Count the lines below that contain the string "wire". Case counts, and the reply is the number alone.

start

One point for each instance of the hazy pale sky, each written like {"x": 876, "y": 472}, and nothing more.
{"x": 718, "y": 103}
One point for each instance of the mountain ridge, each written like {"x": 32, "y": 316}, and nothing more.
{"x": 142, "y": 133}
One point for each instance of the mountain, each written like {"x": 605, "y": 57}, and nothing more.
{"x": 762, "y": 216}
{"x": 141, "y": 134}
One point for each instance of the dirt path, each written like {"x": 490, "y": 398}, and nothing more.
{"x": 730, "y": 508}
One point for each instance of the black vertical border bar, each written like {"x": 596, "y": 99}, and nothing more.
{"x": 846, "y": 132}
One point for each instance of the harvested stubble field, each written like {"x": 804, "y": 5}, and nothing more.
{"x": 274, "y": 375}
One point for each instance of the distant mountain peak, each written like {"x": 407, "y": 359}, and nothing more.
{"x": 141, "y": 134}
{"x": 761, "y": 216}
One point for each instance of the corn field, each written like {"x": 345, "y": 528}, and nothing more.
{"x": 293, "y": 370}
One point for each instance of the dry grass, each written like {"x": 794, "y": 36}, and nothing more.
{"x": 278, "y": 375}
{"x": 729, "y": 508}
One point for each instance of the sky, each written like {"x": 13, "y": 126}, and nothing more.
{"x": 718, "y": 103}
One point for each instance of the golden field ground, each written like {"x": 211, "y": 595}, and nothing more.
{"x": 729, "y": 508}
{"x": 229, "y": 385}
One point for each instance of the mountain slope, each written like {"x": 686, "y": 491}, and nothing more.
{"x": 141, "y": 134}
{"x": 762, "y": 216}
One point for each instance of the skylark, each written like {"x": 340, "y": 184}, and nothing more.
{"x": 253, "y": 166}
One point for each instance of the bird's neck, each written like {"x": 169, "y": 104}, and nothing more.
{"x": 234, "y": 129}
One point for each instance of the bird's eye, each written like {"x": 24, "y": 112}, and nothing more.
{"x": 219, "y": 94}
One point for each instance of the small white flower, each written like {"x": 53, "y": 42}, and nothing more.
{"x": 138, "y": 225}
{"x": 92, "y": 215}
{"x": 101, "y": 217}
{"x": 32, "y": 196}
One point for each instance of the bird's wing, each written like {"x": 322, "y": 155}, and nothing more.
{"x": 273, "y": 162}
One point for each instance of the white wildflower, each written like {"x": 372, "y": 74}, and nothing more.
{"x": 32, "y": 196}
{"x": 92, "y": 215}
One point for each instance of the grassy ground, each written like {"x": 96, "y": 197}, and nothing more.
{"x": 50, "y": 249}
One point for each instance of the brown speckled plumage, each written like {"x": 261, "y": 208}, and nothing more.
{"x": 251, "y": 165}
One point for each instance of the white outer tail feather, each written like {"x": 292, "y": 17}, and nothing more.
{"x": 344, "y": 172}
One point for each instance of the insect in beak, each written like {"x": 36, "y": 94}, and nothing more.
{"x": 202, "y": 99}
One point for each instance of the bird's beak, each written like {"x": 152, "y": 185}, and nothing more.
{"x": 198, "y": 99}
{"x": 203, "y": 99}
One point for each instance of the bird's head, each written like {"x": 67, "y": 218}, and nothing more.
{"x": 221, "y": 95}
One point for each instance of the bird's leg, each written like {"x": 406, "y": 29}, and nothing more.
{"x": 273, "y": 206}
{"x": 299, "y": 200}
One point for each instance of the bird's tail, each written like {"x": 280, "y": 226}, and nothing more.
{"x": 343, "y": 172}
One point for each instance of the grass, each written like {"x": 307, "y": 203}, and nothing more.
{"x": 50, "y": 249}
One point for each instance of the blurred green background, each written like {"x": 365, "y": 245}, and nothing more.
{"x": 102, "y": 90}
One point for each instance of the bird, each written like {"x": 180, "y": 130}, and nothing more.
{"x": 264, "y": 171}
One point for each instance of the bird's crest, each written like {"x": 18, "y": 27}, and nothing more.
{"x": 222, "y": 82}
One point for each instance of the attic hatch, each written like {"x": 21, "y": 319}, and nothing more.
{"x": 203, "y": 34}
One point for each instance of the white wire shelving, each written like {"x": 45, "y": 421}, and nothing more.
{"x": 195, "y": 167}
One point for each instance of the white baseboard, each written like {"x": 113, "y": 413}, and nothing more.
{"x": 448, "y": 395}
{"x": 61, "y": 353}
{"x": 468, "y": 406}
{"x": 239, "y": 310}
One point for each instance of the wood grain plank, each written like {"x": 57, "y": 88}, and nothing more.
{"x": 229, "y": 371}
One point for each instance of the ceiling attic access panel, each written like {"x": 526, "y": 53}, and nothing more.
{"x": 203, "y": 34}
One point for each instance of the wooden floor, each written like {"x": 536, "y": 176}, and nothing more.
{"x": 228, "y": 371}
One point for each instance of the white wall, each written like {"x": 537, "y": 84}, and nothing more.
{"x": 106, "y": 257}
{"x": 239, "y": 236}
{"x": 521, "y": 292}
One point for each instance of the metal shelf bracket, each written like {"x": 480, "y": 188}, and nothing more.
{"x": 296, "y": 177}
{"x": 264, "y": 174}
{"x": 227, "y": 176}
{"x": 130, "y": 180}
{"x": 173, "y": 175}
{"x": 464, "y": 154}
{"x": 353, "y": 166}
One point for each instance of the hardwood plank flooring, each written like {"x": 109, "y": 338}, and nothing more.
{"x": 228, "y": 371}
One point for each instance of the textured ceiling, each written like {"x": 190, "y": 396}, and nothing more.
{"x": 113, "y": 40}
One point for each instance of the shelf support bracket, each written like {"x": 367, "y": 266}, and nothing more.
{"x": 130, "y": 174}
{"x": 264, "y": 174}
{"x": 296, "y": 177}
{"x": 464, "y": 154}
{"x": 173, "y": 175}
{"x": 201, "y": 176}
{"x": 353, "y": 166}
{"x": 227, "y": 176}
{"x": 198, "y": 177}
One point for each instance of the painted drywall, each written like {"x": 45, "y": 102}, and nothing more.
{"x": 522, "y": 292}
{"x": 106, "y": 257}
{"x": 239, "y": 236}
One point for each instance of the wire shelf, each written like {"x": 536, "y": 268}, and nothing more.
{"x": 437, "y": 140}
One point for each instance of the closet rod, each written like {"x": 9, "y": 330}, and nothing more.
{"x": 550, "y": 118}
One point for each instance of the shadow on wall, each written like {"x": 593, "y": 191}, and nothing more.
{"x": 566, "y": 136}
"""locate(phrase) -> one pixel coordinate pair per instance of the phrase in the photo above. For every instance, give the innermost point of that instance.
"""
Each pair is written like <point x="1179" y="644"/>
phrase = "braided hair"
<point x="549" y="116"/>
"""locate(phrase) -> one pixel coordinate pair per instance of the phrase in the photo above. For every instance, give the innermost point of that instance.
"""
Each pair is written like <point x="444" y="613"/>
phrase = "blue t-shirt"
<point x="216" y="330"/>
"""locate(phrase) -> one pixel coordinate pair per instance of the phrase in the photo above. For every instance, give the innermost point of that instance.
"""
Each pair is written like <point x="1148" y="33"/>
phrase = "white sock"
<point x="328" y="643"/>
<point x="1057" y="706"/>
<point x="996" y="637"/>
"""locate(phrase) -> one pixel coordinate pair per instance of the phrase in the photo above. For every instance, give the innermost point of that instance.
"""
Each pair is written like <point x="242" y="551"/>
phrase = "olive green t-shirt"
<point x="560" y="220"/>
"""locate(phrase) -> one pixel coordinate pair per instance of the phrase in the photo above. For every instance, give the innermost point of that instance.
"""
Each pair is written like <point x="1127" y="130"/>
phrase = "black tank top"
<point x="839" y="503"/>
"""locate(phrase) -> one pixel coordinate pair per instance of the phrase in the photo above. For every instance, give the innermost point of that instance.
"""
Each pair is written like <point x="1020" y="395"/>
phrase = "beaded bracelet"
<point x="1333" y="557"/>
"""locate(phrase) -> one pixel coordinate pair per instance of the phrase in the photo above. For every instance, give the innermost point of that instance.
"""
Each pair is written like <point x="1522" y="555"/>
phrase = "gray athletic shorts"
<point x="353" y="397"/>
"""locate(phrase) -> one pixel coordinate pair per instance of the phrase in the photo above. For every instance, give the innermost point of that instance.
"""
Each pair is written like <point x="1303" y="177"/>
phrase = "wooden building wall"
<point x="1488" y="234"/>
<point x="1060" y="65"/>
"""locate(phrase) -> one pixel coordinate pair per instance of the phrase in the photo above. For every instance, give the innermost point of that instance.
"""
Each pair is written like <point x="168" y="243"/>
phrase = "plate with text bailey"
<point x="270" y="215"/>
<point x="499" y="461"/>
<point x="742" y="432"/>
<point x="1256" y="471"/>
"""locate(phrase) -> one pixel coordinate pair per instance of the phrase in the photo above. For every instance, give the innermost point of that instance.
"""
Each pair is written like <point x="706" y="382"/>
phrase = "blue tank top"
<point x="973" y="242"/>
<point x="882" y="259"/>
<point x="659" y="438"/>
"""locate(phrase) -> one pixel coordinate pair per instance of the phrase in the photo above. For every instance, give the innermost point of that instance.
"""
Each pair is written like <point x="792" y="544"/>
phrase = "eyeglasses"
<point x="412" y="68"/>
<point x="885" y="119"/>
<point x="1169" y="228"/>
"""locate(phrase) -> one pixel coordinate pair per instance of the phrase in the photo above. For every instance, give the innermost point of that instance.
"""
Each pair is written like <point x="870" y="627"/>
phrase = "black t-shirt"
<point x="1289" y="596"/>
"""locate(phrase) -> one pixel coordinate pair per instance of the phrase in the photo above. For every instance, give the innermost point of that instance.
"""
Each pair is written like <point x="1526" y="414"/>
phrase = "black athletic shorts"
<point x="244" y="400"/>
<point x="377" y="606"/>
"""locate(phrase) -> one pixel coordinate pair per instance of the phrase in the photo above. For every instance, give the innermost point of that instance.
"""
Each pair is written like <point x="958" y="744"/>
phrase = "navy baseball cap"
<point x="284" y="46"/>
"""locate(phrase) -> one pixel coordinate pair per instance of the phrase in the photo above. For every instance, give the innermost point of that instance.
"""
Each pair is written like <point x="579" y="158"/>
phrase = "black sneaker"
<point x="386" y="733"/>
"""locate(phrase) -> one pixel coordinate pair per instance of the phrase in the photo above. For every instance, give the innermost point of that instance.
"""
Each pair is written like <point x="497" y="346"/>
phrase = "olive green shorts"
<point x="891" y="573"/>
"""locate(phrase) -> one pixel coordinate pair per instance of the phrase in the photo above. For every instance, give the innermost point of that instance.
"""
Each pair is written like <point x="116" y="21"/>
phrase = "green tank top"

end

# Answer to this problem
2